*Exercise description:*
Please copy out the piece about Gucci's Harmony Korine exhibition below in full, word for word.

*Source text:*
Gucci paired with Harmony Korine creating a cinematic exhibition
Gucci continued its hot streak of creative collaboration and cultural celebration with a cinematic exhibition dedicated to weirdo wizard of film Harmony Korine during this year’s Milan Men’s Fashion Week.
The exhibition, titled “Harmony Korine: The Crack Up” featured several of Korine’s films, including cult-classic Gummo, his stylishly dark and strange directorial debut, Julien Donkey Boy, a nonlinear portrait of a schizophrenic boy and his struggles with his dysfunctional family, Mister Lonely, a zany ensemble comedy co-written with Korine’s brother Avi, and the darkly comedic horror film Trash Humpers, which was shot exclusively on VHS video. The latter, which was the finale of the exhibition, was introduced by Korine himself, who opened a discussion on his work as a director and photographer. Accompanying Korine’s own films was an eclectic series of films by other directors handpicked by Korine which were formative in the development of his own distinct voice and vision.

*Given material:*
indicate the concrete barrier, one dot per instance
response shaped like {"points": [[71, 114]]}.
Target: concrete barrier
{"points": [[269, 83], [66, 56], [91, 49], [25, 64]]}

*Exercise result:*
Gucci paired with Harmony Korine creating a cinematic exhibition
Gucci continued its hot streak of creative collaboration and cultural celebration with a cinematic exhibition dedicated to weirdo wizard of film Harmony Korine during this year’s Milan Men’s Fashion Week.
The exhibition, titled “Harmony Korine: The Crack Up” featured several of Korine’s films, including cult-classic Gummo, his stylishly dark and strange directorial debut, Julien Donkey Boy, a nonlinear portrait of a schizophrenic boy and his struggles with his dysfunctional family, Mister Lonely, a zany ensemble comedy co-written with Korine’s brother Avi, and the darkly comedic horror film Trash Humpers, which was shot exclusively on VHS video. The latter, which was the finale of the exhibition, was introduced by Korine himself, who opened a discussion on his work as a director and photographer. Accompanying Korine’s own films was an eclectic series of films by other directors handpicked by Korine which were formative in the development of his own distinct voice and vision.